== WRITTEN INSTRUCTION ==
Answer these questions from the passage on Representative Neal's fundraising below.
(a) How many candidates did Neal say were helped by his endeavors?
(b) Which committee did Miller say he was not chairman of?
(c) At what institution is Rick Hasen an expert on money and politics?

* start QUOTED TEXT *

Indeed, when asked about Daley’s criticism and his fundraising generally earlier this week, Neal pointed to how much good he did his party in 2018.
"In fact, I take great satisfaction from having shifted the House of Representatives from Republican control to Democratic control," he told reporters. "More than 200 candidates were helped by my endeavors, including every member of the Black Caucus, and every member of Hispanic Caucus."
The defense of this behavior is that campaigns require money, of course. And, for better or worse, the wealthier people willing to make large donations to politicians are often looking to influence those politicians.
"Generally, most members, given the current system, are going to raise money from the industries regulated by the committees that they serve on or for which they have influence," said Miller. The former congressman, who focused on financial reform and expressed fondness for Neal having helped him on foreclosure mitigation in the aftermath of the 2008 economic crisis, didn’t think it was quite fair to single Neal out for participating in this system. "I haven't been to all of those places," Miller noted of some of the D.C. bars and restaurants Neal has frequented at fundraisers. "I didn't really raise money that way. But I wasn't chairman of the Ways and Means Committee!”
Miller added that while some nationally famous members of Congress who have dedicated bases can avoid having to fundraise this way—famously, Ocasio-Cortez has said she doesn’t do “call time” with donors—that’s not possible for everyone. “There are a handful of members who have such a national profile that they can raise money through the internet in small amounts in large quantities,” he said. “But the average member can't. I couldn't."
That’s why reformers generally argue for funding campaigns largely or even exclusively with public money rather than private donations, which can have a corrupting effect. "If we are going to have a system of private funding of political campaigns, this sort of thing is going to be inevitable," said Rick Hasen, an expert on money and politics at UC-Irvine. "It does not demonstrate bribery or anything illegal; instead it shows a legalized system of obtaining access to elected officials, which existed well before Rep. Neal took over chairmanship of Ways and Means."

* end QUOTED TEXT *
* start GIVEN RECORDS *

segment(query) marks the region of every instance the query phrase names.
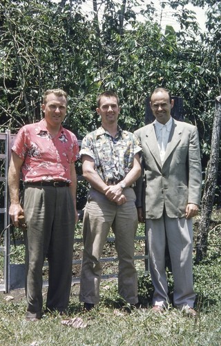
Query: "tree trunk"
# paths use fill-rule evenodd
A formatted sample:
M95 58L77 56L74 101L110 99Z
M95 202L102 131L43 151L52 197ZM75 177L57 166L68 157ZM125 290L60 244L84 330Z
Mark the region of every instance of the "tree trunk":
M221 96L219 96L215 99L211 150L206 170L205 187L202 199L199 233L197 238L196 263L199 263L206 255L208 233L218 171L220 128Z

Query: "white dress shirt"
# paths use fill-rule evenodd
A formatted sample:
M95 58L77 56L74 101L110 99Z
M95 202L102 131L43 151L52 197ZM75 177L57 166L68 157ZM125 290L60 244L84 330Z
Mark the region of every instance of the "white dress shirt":
M163 163L169 136L172 127L172 118L171 117L169 120L168 120L165 125L161 124L157 120L155 120L154 122L160 156L161 162Z

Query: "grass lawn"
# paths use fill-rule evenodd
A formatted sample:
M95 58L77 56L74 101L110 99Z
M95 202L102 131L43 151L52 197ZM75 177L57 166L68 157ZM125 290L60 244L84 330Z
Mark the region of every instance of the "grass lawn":
M0 293L0 340L9 345L221 345L221 227L209 237L207 258L194 266L197 293L195 318L170 307L164 313L153 313L153 286L148 275L140 271L140 309L131 309L117 294L117 280L102 281L101 300L96 308L84 313L79 302L79 284L72 287L68 316L46 314L37 322L25 320L26 300L23 289L11 291L14 299ZM213 225L214 226L214 225ZM168 271L173 295L173 277ZM45 298L46 289L44 289ZM82 318L85 328L72 328L61 321Z

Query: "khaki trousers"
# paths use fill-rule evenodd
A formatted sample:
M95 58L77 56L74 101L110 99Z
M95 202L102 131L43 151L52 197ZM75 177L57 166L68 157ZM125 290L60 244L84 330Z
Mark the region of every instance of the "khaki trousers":
M135 195L132 188L124 190L127 201L117 206L104 194L90 190L86 206L79 299L97 304L99 300L102 267L100 258L110 227L115 236L119 260L118 292L128 303L137 300L137 276L134 265L134 238L137 228Z
M171 219L166 212L160 219L146 219L150 271L155 291L153 305L167 305L168 286L165 271L167 238L174 280L173 304L182 308L193 307L193 221Z
M64 311L72 281L75 228L73 201L68 187L26 187L24 215L26 316L39 318L42 309L42 267L48 261L46 309Z

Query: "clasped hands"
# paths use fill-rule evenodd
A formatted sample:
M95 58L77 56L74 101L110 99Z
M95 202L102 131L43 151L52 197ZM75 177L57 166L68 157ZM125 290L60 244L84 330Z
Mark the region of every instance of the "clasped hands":
M126 198L122 194L122 188L119 184L110 185L104 189L105 196L111 202L121 206L126 202Z

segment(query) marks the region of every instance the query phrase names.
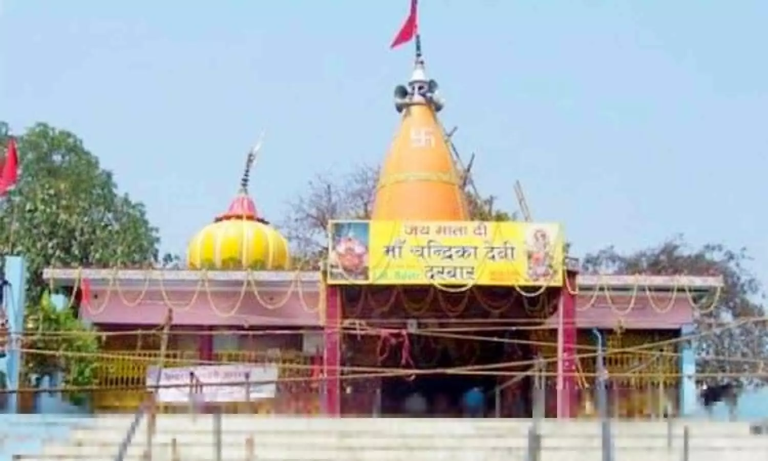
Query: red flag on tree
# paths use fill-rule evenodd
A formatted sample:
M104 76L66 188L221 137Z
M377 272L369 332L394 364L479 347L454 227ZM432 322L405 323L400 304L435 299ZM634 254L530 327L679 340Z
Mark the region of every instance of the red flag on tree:
M18 181L18 154L16 152L16 140L13 138L8 141L8 150L5 152L5 162L0 171L0 197L8 194L8 191L16 185Z
M419 30L419 22L417 21L416 14L416 5L418 0L411 0L411 12L408 15L408 18L406 19L406 22L402 24L402 27L400 28L400 32L397 33L395 36L395 39L392 41L392 45L389 48L397 48L401 45L408 43L416 35L416 32Z

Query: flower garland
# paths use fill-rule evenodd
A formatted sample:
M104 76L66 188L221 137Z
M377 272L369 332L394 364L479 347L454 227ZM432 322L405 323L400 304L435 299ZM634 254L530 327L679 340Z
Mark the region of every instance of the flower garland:
M598 283L593 288L588 290L588 300L583 304L580 303L577 307L577 310L584 311L593 307L598 303L598 298L601 295L602 295L604 298L606 303L611 310L619 315L626 315L634 308L638 300L641 285L642 284L641 283L641 277L643 276L641 274L634 274L634 277L635 277L635 281L631 287L630 299L627 304L624 307L618 307L614 302L613 297L614 294L611 292L611 287L606 281L606 278L607 277L609 276L605 274L599 275ZM570 277L566 276L564 280L564 287L568 294L574 296L584 296L586 294L584 293L584 291L586 290L580 289L578 286L574 287L572 285ZM722 296L723 287L714 287L713 294L711 297L711 302L707 303L707 300L697 301L690 286L688 284L686 284L685 281L685 276L676 277L676 283L672 286L671 291L669 294L669 300L661 304L657 303L654 299L654 295L653 294L653 289L650 287L645 284L642 287L642 290L644 292L645 296L648 300L648 303L650 305L651 308L658 313L666 313L671 310L672 308L674 307L675 302L677 300L678 296L680 294L681 291L685 293L688 303L697 313L708 313L714 310L715 307L717 306L717 303L720 301L720 297Z
M291 277L290 284L287 288L286 288L285 294L281 296L281 297L276 300L276 302L270 302L265 298L263 295L264 289L260 289L258 286L258 280L254 277L253 271L247 270L246 277L243 280L243 284L238 289L238 294L236 296L233 301L226 303L227 305L226 307L217 305L216 300L213 296L213 287L211 286L211 282L213 281L209 276L208 271L206 270L200 270L200 277L197 280L197 284L193 290L193 294L191 297L188 300L179 301L171 299L169 296L169 291L174 291L173 290L169 290L166 286L166 277L164 277L164 271L163 270L147 270L145 272L145 277L138 289L130 288L126 289L124 286L121 285L120 283L120 274L119 269L114 268L111 271L111 276L108 277L107 281L107 287L104 290L99 290L99 293L104 294L104 298L101 300L101 303L96 305L93 301L93 298L89 298L88 300L84 300L81 302L81 306L84 307L87 311L93 316L99 315L104 312L109 304L111 297L113 294L116 294L120 298L121 302L128 307L136 307L143 303L149 293L160 293L163 299L163 303L175 311L184 312L187 311L192 308L192 307L199 300L200 297L204 294L207 298L208 304L214 312L220 317L229 318L237 315L238 311L243 304L246 302L246 298L249 292L253 294L256 300L260 303L260 304L264 307L266 309L270 310L274 310L283 307L287 304L294 295L298 297L299 304L302 307L305 312L315 313L319 310L320 303L322 301L322 293L321 296L316 303L310 303L306 299L306 287L305 283L302 281L301 275L303 274L300 270L296 270L293 273L293 277ZM157 277L153 278L153 274L158 274ZM153 280L157 280L158 288L151 289L151 285ZM51 280L51 288L53 288L53 280ZM314 284L314 282L313 282ZM85 284L82 277L82 269L78 268L77 270L76 276L74 277L74 282L72 289L72 294L69 300L69 304L74 306L76 303L76 295L78 289L84 289ZM272 289L267 289L266 290L270 292L273 292ZM131 299L126 294L127 292L138 292L135 297ZM322 290L321 290L322 291Z
M495 290L493 287L475 287L471 290L458 293L446 293L436 287L427 287L426 294L422 299L415 300L412 295L407 294L408 287L360 287L352 286L343 288L345 317L357 318L361 316L366 306L371 307L371 314L378 317L386 313L395 306L402 306L410 317L420 317L429 311L430 307L435 303L449 317L457 317L466 310L474 296L477 304L492 314L499 314L508 310L521 300L526 312L529 313L549 311L552 305L557 304L558 300L545 300L546 297L533 298L520 295L519 291L509 290L511 294L516 296L501 297L498 300L491 300L487 292ZM384 294L386 300L381 303L376 300L376 294ZM353 296L350 296L353 295ZM458 301L452 303L448 300L449 296L458 297ZM535 299L535 304L531 301Z

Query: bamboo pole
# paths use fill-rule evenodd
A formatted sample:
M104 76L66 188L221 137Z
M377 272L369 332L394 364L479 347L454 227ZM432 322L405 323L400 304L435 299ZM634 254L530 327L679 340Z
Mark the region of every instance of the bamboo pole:
M168 352L168 337L170 333L170 325L174 323L174 311L170 307L165 313L165 319L163 320L163 333L160 342L160 357L157 358L157 377L155 380L155 387L150 390L147 396L147 441L144 446L144 458L146 461L152 461L152 443L154 438L155 428L157 418L157 386L160 385L161 375L163 373L163 367L165 366L165 357Z

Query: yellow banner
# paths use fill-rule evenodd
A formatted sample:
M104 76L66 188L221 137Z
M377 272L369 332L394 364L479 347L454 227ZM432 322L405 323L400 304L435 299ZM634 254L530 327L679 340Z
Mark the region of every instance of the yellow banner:
M560 286L562 226L523 222L333 221L328 283Z

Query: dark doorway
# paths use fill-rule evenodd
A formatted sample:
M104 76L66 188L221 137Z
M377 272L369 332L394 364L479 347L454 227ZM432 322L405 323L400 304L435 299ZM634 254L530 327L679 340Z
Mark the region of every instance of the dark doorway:
M414 357L414 362L419 370L430 369L445 370L467 366L470 365L495 365L509 360L525 360L511 358L508 356L508 348L503 341L478 340L476 347L478 354L476 360L472 363L461 363L456 357L442 351L436 361L433 359L430 367L419 366L418 357ZM495 388L500 383L508 380L509 376L499 376L495 372L508 370L508 368L494 368L488 374L462 374L460 373L417 373L412 379L402 377L387 377L382 380L382 411L386 415L405 415L406 400L409 396L418 393L427 402L428 416L437 417L450 417L462 416L462 399L468 390L473 387L482 389L485 396L485 415L492 416L495 414ZM519 384L521 389L529 386L528 380L524 379ZM523 391L522 396L530 396L531 393ZM521 402L528 413L530 402Z

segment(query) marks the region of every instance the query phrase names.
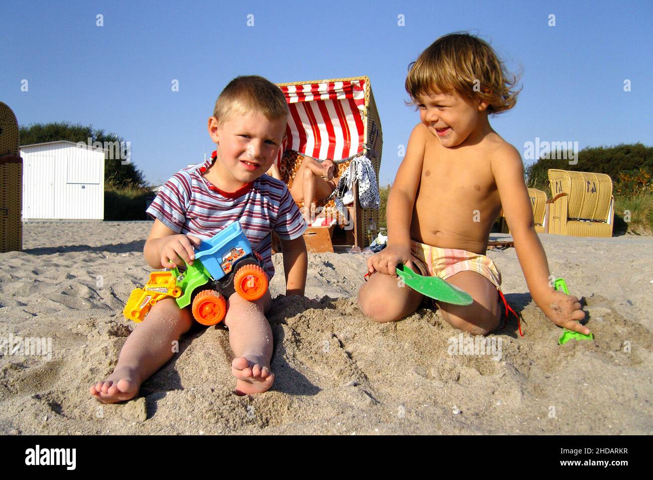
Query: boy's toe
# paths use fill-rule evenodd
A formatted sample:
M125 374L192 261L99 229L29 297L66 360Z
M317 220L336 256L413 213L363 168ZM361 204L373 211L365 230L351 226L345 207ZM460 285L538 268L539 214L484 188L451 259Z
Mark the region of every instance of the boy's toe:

* end GIVEN RECORDS *

== RESULT ==
(a) More than 200.
(b) The Ways and Means Committee.
(c) UC-Irvine.